What the task requires
Line by line, restate the material word for word, omitting any image.

--- Records for processing Enclosed Below ---

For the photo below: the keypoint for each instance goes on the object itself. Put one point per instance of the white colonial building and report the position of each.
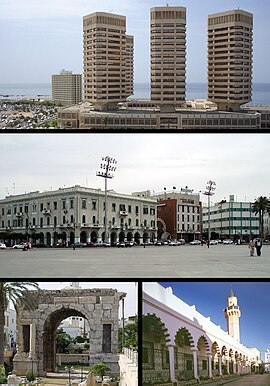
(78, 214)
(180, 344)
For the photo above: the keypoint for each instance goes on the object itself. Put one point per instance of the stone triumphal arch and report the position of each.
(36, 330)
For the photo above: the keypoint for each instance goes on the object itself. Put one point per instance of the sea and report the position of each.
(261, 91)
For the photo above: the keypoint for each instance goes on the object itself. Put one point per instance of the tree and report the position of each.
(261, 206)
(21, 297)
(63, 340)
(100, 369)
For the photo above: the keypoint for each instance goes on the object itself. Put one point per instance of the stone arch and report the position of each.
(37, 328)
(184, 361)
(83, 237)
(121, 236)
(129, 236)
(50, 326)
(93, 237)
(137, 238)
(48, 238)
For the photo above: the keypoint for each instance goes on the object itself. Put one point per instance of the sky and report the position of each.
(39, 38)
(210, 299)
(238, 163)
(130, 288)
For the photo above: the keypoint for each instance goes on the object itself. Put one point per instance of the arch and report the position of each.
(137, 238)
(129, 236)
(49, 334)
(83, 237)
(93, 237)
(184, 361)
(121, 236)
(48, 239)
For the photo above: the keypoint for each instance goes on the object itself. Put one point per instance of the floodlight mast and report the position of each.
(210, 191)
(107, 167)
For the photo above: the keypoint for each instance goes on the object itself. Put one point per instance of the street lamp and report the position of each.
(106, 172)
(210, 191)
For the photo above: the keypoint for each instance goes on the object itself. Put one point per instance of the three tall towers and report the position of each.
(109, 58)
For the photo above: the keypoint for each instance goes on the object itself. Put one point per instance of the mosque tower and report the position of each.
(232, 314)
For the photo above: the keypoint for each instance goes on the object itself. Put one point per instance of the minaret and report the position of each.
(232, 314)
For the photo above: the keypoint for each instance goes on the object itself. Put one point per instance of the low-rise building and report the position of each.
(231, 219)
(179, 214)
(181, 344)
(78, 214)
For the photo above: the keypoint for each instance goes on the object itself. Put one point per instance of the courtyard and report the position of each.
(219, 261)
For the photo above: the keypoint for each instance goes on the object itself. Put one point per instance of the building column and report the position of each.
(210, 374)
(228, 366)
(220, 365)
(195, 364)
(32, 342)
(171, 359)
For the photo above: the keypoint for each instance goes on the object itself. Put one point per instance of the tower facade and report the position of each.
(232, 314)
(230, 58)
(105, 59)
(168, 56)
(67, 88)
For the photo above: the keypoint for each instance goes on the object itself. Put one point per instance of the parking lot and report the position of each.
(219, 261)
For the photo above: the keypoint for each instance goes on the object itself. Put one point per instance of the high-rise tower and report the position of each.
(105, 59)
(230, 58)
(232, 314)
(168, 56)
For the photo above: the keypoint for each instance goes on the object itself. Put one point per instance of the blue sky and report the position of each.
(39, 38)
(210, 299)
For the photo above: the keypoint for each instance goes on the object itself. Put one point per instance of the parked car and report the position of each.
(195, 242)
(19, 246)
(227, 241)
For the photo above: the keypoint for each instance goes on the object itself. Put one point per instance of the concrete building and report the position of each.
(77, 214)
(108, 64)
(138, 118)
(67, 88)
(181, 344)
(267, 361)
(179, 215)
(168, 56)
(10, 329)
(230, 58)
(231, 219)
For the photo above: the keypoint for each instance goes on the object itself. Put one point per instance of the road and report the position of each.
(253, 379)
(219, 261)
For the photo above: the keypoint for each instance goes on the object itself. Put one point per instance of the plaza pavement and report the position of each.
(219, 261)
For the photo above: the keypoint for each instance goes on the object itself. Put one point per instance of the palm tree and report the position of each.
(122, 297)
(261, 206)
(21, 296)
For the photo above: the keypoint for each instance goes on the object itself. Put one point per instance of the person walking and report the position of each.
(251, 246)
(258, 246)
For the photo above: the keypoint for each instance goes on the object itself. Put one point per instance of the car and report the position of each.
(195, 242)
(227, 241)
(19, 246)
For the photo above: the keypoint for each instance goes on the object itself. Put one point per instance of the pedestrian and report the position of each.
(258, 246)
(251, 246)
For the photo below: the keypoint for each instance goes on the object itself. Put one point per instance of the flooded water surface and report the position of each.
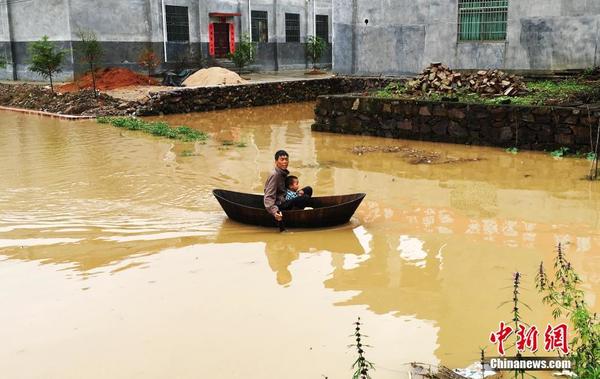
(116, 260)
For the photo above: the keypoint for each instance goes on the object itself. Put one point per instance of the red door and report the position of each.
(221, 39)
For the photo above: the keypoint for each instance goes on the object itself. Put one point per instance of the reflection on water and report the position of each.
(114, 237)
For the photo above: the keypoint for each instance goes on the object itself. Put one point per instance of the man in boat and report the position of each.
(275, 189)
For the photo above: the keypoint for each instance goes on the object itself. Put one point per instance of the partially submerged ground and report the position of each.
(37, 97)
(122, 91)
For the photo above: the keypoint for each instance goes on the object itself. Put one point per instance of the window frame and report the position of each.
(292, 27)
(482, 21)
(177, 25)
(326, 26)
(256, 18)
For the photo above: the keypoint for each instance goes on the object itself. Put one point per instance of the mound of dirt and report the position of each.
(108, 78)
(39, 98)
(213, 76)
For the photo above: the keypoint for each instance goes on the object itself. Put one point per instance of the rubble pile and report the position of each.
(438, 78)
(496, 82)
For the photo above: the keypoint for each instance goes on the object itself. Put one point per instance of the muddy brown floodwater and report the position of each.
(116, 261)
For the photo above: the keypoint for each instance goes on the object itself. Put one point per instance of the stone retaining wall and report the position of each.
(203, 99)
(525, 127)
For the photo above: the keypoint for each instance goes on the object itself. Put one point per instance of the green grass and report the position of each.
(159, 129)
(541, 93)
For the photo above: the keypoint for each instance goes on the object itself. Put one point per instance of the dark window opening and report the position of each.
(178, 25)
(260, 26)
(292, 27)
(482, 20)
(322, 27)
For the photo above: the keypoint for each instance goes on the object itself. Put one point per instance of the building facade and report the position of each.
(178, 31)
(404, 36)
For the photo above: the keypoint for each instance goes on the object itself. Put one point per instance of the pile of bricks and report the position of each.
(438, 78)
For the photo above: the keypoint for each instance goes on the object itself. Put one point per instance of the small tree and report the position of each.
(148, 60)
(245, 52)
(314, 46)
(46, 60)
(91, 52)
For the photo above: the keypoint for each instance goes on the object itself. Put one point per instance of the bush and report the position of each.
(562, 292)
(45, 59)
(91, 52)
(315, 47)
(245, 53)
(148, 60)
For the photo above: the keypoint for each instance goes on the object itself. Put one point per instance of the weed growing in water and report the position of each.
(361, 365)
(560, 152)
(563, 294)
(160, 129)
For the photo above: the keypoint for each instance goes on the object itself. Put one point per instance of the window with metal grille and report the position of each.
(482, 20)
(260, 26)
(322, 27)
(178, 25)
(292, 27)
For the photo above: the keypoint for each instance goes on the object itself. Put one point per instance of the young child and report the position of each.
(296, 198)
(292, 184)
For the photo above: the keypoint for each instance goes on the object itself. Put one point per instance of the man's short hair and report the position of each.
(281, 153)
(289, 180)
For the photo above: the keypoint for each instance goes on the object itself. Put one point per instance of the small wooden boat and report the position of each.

--- End of Enclosed Records for processing ---

Exercise solution
For the photo below: the keypoint for each instance goes on the object itself. Put one point per instance of the white colonial building and report the position of each.
(78, 214)
(180, 344)
For the photo above: the keypoint for each instance goes on the object itself. Put one point per instance of the stone triumphal arch and report the position of each.
(36, 330)
For the photo above: the keypoint for each instance goes on the object itself. Put one point per instance of the sea and report the position of each.
(261, 91)
For the photo above: the keypoint for each instance goes on the object itself. Put one point per instance of the tree and report the position of each.
(261, 206)
(21, 297)
(63, 340)
(100, 369)
For the photo above: the keypoint for each instance goes on the object itself. Put one point per instance of the stone arch and report the position of each.
(37, 328)
(184, 361)
(83, 237)
(121, 236)
(129, 236)
(50, 326)
(93, 237)
(137, 238)
(48, 238)
For the photo above: the keypoint for each instance goes on the object itself. Put one point per instance of the sky and report the position of each.
(39, 38)
(210, 299)
(238, 163)
(130, 288)
For the photo above: the keypoint for each instance goes on the object itself. Put one point per instance of the arch and report the position of each.
(137, 238)
(129, 236)
(49, 334)
(83, 237)
(93, 237)
(184, 361)
(121, 236)
(48, 239)
For the photo above: the keypoint for each instance goes on the object itself. Put one point per instance of the floodlight mast and report the position of each.
(210, 191)
(107, 167)
For the photo above: the keypoint for each instance goes on the object itself. Put one point per instance of the street lamp and report the position of each.
(106, 172)
(210, 191)
For the photo above: the keypoint for each instance goes on the object itself. Put one point per instance of the three tall towers and report the position of each.
(109, 58)
For the photo above: the keypoint for each instance goes on the object itself. Put one point per instance of the mosque tower and report the position of each.
(232, 314)
For the photo above: the keypoint for each instance goes on the object itself. Put one point per instance of the minaret and report the position of each.
(232, 314)
For the photo above: the keypoint for each instance goes on the object itself. Put one point per instance of the low-rise building and report the position of each.
(231, 219)
(179, 214)
(181, 344)
(78, 214)
For the photo above: the keypoint for each instance goes on the object itself. Put one point per instance of the courtyard and report the position of each.
(219, 261)
For the photo above: the keypoint for each instance goes on the object itself. Put one point per instance of the building column and report the position of each.
(210, 374)
(228, 366)
(220, 365)
(195, 364)
(32, 342)
(171, 359)
For the photo above: the keypoint for each instance goes on the object itself. Put one point per instance of the tower facade and report the position of each.
(232, 314)
(230, 58)
(105, 59)
(168, 56)
(67, 88)
For the photo above: the keypoint for each instance goes on the object itself. Put one point per instance of the parking lot and report the position of each.
(219, 261)
For the photo above: the keypoint for each instance goes on the object itself. Put one point per instance of the high-rise tower and report the position of each.
(105, 59)
(230, 58)
(232, 314)
(168, 56)
For the photo above: the keypoint for each instance goes on the object itself. Put one point per instance of the blue sky and report the position of each.
(39, 38)
(210, 299)
For the photo above: the keypoint for each instance goes on the object itself. Put one point per instance of the parked car and report the position of each.
(195, 242)
(19, 246)
(227, 241)
For the photo above: the keypoint for each instance goes on the object itself. Put one point per instance of the concrete building and report the position of each.
(77, 214)
(108, 64)
(138, 118)
(67, 88)
(181, 344)
(267, 361)
(179, 215)
(168, 56)
(10, 329)
(230, 58)
(231, 219)
For the photo above: the keypoint for each instance goes on the object itself. Put one point per instance of the road and report the position of each.
(253, 379)
(219, 261)
For the photo above: the keypoint for each instance goes on the object itself. Put one point per instance of the plaza pavement and report the position of each.
(219, 261)
For the photo above: the keypoint for each instance goes on the object itself. Put one point per instance of the palm tree and report the position of each.
(122, 297)
(261, 206)
(21, 296)
For the photo above: the keypoint for each instance goes on the object itself. Put one point per instance of the person walking and report the position of each.
(251, 246)
(258, 246)
For the photo above: the keypoint for each instance goes on the object itself. Put one point per instance of the car and report the position of each.
(195, 242)
(227, 241)
(19, 246)
For the photo above: the keypoint for each instance goes on the object itself. Put one point per instance of the pedestrian and report the position of each.
(258, 246)
(251, 246)
For the photo below: the keypoint for each instance goes on the object itself. Put one point per instance of the flooded water surface and report the position of each.
(116, 260)
For the photo above: the keypoint for each instance goes on the object itself. Put one point per instance of the red door and report the position of each.
(221, 39)
For the photo above: the keypoint for each instance goes on the object itself. Put one point per instance of the reflection on water and report the position of each.
(114, 237)
For the photo above: the keypoint for each instance goes on the object itself. Put one point per instance of the man in boat and report the position of each.
(275, 189)
For the photo above: the keypoint for each instance goes on the object itself. Put one point per instance of the partially submerged ground and report the position of each.
(37, 97)
(122, 91)
For the photo above: the keypoint for each instance goes on the object itself. Put one point per instance of the window frame and report the position of each.
(292, 27)
(482, 21)
(177, 25)
(326, 26)
(256, 18)
For the photo above: the keypoint for each instance goes on the object itself. Put one point per instance of the mound of dirt and report the position of each.
(108, 78)
(39, 98)
(213, 76)
For the photo above: the keypoint for each instance goes on the object itself. Put one point per instance of the rubble pile and report the position of each.
(438, 78)
(496, 82)
For the photo above: the keypoint for each instance goes on the object itself. Put one point per instance of the muddy brown floodwater and report the position of each.
(116, 261)
For the photo above: the keypoint for each instance goes on the object itself. Put one point per instance of the stone retaining wall and report the position of each.
(203, 99)
(525, 127)
For the photo above: the keypoint for each instance goes on the object itself. Put one point per instance of the green grass and report the position of each.
(159, 129)
(541, 93)
For the photo above: the keypoint for each instance goes on the object itself. Put one point per instance of the dark window opening and report the position of each.
(178, 25)
(260, 26)
(292, 27)
(482, 20)
(322, 27)
For the photo above: the keypoint for each instance goes on the object itself. Put one point per instance of the building facade and report the position of each.
(178, 31)
(404, 36)
For the photo above: the keypoint for each instance goes on the object itself. Put one point per instance of the pile of bricks and report the position of each.
(438, 78)
For the photo above: the keypoint for each instance goes on the object itself. Put one point per instance of the small tree and report the position of each.
(148, 60)
(245, 52)
(314, 46)
(46, 60)
(91, 52)
For the photo above: the keypoint for each instance goes on the object itself. Put one point per instance of the bush and report the position of each.
(562, 292)
(45, 59)
(91, 52)
(315, 47)
(245, 53)
(148, 60)
For the photo above: the keypoint for each instance goes on the object itself. Put one point per instance of the weed growing in water and report the position of each.
(361, 365)
(560, 152)
(563, 294)
(160, 129)
For the photo above: the keypoint for each instance goes on the object itself. Put one point per instance of the window with metal grille and report the position of each.
(482, 20)
(260, 26)
(322, 27)
(178, 25)
(292, 27)
For the photo above: the keypoint for each instance goes on the object itself. Put one point per instance of the young child and report the position of each.
(296, 198)
(292, 184)
For the photo above: the keypoint for each instance goes on the object itself. Put one point per instance of the man's short hair and report the position of each.
(281, 153)
(289, 180)
For the photo above: the keypoint for each instance goes on the object itself. Put one point per instance of the small wooden boat and report the position of each.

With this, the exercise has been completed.